Work instructions — Present the data once more in exactly its original form.

Pointing records:

+---+

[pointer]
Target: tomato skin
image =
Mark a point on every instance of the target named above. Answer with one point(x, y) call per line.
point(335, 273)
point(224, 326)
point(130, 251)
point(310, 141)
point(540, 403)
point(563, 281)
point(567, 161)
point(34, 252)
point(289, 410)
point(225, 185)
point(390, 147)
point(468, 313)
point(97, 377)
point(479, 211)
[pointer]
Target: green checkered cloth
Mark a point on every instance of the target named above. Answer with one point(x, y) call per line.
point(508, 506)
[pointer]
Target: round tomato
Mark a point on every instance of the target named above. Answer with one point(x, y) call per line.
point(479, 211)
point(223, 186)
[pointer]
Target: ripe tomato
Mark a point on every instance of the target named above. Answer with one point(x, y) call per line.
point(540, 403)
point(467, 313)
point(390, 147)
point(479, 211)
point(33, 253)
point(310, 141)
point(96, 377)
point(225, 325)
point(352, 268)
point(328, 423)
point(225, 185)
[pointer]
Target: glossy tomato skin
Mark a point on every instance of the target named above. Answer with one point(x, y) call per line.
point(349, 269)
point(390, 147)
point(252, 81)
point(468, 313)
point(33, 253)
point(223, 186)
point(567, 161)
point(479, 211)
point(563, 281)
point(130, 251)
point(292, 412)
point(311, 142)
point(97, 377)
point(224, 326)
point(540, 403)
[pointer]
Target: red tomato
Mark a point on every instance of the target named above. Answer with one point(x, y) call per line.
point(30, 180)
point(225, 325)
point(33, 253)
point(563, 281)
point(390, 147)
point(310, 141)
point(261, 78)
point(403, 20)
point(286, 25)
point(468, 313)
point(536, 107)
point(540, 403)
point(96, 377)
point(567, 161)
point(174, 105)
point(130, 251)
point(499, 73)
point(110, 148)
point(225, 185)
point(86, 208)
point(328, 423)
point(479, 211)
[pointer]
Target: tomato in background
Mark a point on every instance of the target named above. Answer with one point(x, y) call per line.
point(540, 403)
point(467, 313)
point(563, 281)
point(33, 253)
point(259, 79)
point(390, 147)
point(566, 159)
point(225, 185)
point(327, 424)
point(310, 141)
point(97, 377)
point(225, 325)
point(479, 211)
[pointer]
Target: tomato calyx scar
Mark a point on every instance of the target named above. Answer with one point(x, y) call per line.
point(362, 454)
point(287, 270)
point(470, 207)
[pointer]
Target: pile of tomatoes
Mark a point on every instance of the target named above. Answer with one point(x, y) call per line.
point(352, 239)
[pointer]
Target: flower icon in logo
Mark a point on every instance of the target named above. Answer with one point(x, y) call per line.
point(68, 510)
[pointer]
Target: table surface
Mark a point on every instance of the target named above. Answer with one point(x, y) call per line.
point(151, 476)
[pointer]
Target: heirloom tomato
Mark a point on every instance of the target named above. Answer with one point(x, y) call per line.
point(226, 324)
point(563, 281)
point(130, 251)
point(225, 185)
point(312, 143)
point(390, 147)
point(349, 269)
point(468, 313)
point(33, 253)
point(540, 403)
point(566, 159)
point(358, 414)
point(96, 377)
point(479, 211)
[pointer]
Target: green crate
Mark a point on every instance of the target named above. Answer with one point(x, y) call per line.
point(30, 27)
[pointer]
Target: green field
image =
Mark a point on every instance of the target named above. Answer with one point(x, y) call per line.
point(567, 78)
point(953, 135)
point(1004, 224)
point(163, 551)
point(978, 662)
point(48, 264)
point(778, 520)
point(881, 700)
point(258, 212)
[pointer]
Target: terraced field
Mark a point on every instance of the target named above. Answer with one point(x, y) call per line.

+---+

Solved problem —
[pointer]
Target: tomato skin
image =
Mark a point on every instance of the target named above. Answer with one point(x, y) call per line.
point(335, 273)
point(224, 326)
point(130, 251)
point(310, 141)
point(540, 403)
point(563, 281)
point(567, 161)
point(34, 252)
point(289, 410)
point(225, 185)
point(390, 147)
point(468, 313)
point(97, 377)
point(479, 211)
[pointer]
Target: green checkered cloth
Mark a point on every instance of the target named above. Answer with one point(x, y) call per line.
point(508, 506)
[pointer]
Target: round tomato
Mark a point on every instance of the target named above. Answer with one point(x, y) call per line.
point(479, 211)
point(223, 186)
[pointer]
Target: ripe tomato
Mark a point on every instance of the target named above. Answer with one point(x, y) call per line.
point(540, 403)
point(467, 313)
point(390, 147)
point(479, 211)
point(33, 253)
point(310, 141)
point(96, 377)
point(225, 325)
point(352, 268)
point(328, 423)
point(225, 185)
[pointer]
Target: glossy tomato skin
Mark a point on every instance of the target named above. Answer with one point(x, y) call per line.
point(349, 269)
point(390, 147)
point(252, 81)
point(468, 313)
point(33, 253)
point(223, 186)
point(567, 161)
point(479, 211)
point(563, 281)
point(130, 251)
point(292, 412)
point(311, 142)
point(97, 377)
point(224, 326)
point(540, 403)
[pointer]
Target: red tomato
Mark a point on every instance of the target named above. Answer with one point(x, y) call per line.
point(30, 180)
point(225, 325)
point(33, 253)
point(563, 281)
point(390, 147)
point(310, 141)
point(261, 78)
point(403, 20)
point(286, 25)
point(468, 313)
point(536, 107)
point(540, 403)
point(96, 377)
point(567, 161)
point(174, 105)
point(130, 251)
point(499, 73)
point(110, 148)
point(225, 185)
point(86, 208)
point(328, 423)
point(479, 211)
[pointer]
Target: tomato in background
Mark a point on every instance of the target named above. Answer with one point(x, y) call per line.
point(540, 403)
point(467, 313)
point(563, 281)
point(33, 253)
point(259, 79)
point(390, 147)
point(566, 159)
point(225, 185)
point(327, 424)
point(310, 141)
point(97, 377)
point(225, 325)
point(479, 211)
[pointer]
Target: tomato calyx scar
Mark a point on every instance of the target named above. Answer with one point(x, y) call per line.
point(362, 454)
point(287, 270)
point(470, 207)
[pointer]
Target: pile of tomatoes
Mark a point on every instance of the target named above. Answer with one point(x, y) call per line.
point(352, 239)
[pointer]
Target: flower icon in logo
Mark a point on every instance of the target named above. Answer with one point(x, y) call per line.
point(68, 510)
[pointer]
Target: table surface
Mark a point on every instance of the target named above. Answer with one point(x, y) call per line.
point(151, 476)
[pointer]
Target: heirloom tomato
Mark a point on every instance of the target named above. Answer with one point(x, y) call per line.
point(226, 324)
point(563, 281)
point(130, 251)
point(225, 185)
point(312, 143)
point(390, 147)
point(349, 269)
point(468, 313)
point(33, 253)
point(540, 403)
point(566, 159)
point(358, 414)
point(96, 377)
point(479, 211)
[pointer]
Target: green crate
Mark a point on every instance of the target named above. Answer with one point(x, y) call per line.
point(30, 27)
[pointer]
Target: green field
image =
Mark a point on every instance of the target named above. Answer with one point(x, y) call per line.
point(567, 78)
point(953, 135)
point(1004, 224)
point(163, 551)
point(978, 662)
point(48, 264)
point(778, 520)
point(881, 700)
point(258, 212)
[pointer]
Target: terraced field
Mark a point on every instance of the target named above. Answer with one point(x, y) call per line.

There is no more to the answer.